BLOC DE TEXTE
────────

Quelles perspectives d’action pour les citoyens ?

Que faire face à la violence tranquille, assumée, du déni, de la bêtise et du saccage ?

Rappelons que le « pouvoir » est délégué et consenti à des institutions et à des représentants en vertu du contrat social. Ce contrat social stipule que je renonce à une liberté absolue pour vivre dans un espace politique qui assure ma survie et ma vie, ainsi que celle de toutes et de tous. Dès lors que la survie des membres de la société n’est plus assurée, que la réduction de l’habitabilité de la Terre est même organisée et promue, le contrat social est rompu, et chacun recouvre sa liberté naturelle. La démonstration se trouve chez tous ces philosophes et juristes contractualistes qui, de Hobbes à Rousseau en passant par Locke, ont accouché de nos constitutions et institutions. L’État dispose d’un monopole de la violence physique légitime si et seulement s’il respecte scrupuleusement ce contrat.

Nombre de nos contemporains estiment que ce n’est plus le cas, que l’incompétence, l’inaction et l’irresponsabilité écologiques des « gouvernants » menacent la survie des écosystèmes et des citoyens. C’est ce raisonnement, imparable, qui fonde, au minimum, l’appel à la désobéissance civile[15]. C’est également ce raisonnement qui pourrait fonder le recours à l’action directe chez des militants qui, choqués par la répression qui frappe les mouvements de protestations pacifiques, sont de plus en plus tentés par des actions de sabotage (de golfs, de jets privés, de SUV, de mégabassines…) qu’ils préfèrent appeler, et à juste titre, désarmement.

Notre code civil et notre code pénal sont en retard de quelques décennies sur la réalité des enjeux : les tribunaux qui auront à connaître de ces faits de désarmement n’auront d’autre choix, au regard du droit positif, du droit tel qu’il existe aujourd’hui, que de condamner les auteurs, au nom de l’atteinte aux biens. La propriété est sacrée, et la possession d’un quad me donne le droit d’en user et abuser. Il faudrait beaucoup d’audace et de courage aux juges pour invoquer l’état de nécessité (écologique et vital) et relaxer les auteurs de désarmements – ils seraient réformés en appel ou en cassation. Les juges n’en peuvent mais : le droit les lie, il faut donc changer le droit. C’est au législateur d’agir, par la loi, ou au pouvoir exécutif de prendre des mesures réglementaires, par décret.

L’inaction radicale des néolibéraux face à un enjeu qu’ils ne comprennent pas et dont ils perçoivent bien que le traitement pourrait menacer leur jouissance et leur patrimoine est délétère, car elle porte en elle rien moins que la dislocation de la société.

Dislocation par un activisme qui pourrait croître en colère et en violence et dont la pointe avancée, chez des éléments particulièrement convaincus et désespérés, pourrait déboucher sur un terrorisme qui n’est souhaitable pour personne et qui contribuerait localement à l’aggravation de la destruction environnementale et au malheur de la mort.

────────

[Entrées contenues dans un jeu de données]
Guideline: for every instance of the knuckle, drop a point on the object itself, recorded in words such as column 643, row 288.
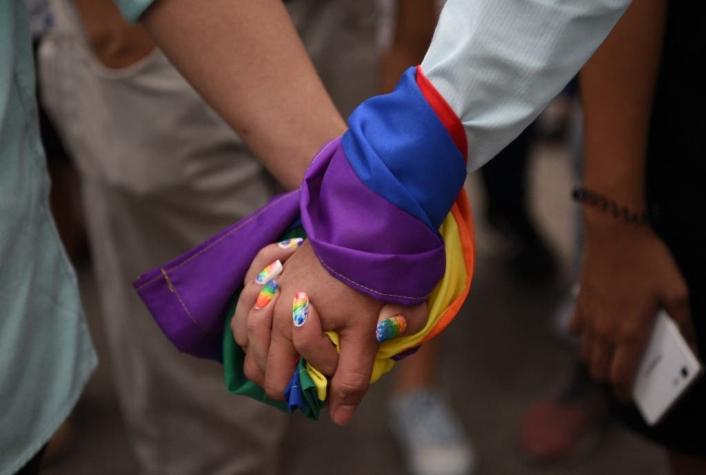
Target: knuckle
column 252, row 325
column 252, row 371
column 274, row 390
column 351, row 390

────────

ÉNONCÉ 1
Répondez aux questions suivantes sur le texte consacré au contrat social et à l'écologie.
(a) Quels philosophes et juristes contractualistes sont nommés ?
(b) Quelles cibles d'actions de sabotage sont citées en exemple ?
(c) À qui revient-il d'agir pour changer le droit, et par quels moyens ?
ÉNONCÉ 2
Rédigez la suite du texte consacré au contrat social et à l'écologie à partir de sa dernière phrase.
Ces entrées proviennent d'une autre source.

RÉPONSE 1
(a) Hobbes, Locke et Rousseau.
(b) Des golfs, des jets privés, des SUV et des mégabassines.
(c) Au législateur, par la loi, ou au pouvoir exécutif, par des mesures réglementaires prises par décret.

RÉPONSE 2
Dislocation par l’éloignement progressif de celles et ceux qui, devant un monde objectivement devenu fou, sombrent dans la folie pure et parfaite des récits complotistes. Quand un pouvoir se proclame « camp de la raison » alors qu’il refuse de faire le minimum qui s’impose face à la catastrophe en cours, qu’il défend l’indéfendable (Benalla fut un moment révélateur à cet égard) et qu’il tord le langage en permanence, quand les garants de la démocratie refusent de faire campagne et appellent à voter contre l’extrême-droite pour, le soir même des résultats, appeler à une collaboration avec eux au Parlement, il n’est pas étonnant que nombre de nos contemporains ne trouvent pas plus délirant que le monde soit mené par une cohorte de reptiliens hostiles dévoreurs d’enfants… Où se situe le délire ? Chez ceux qui parfois peu armés intellectuellement et culturellement, adhèrent à des explications baroques, ou chez ceux qui violent ouvertement toutes les règles de la décence politique, manipulent le langage et, oui, complotent, car les complots existent bel et bien. Comment qualifier autrement les petites manigances avec Uber, ou les cabinets de conseil qui contribuent gratuitement à la campagne électorale de 2017 avant de récolter miraculeusement des commandes publiques prodigieusement rémunérées avec l’argent du contribuable[16] ?

Sécession et séparatisme de « ceux qui ont réussi », sacrifice de « ceux qui ne sont rien »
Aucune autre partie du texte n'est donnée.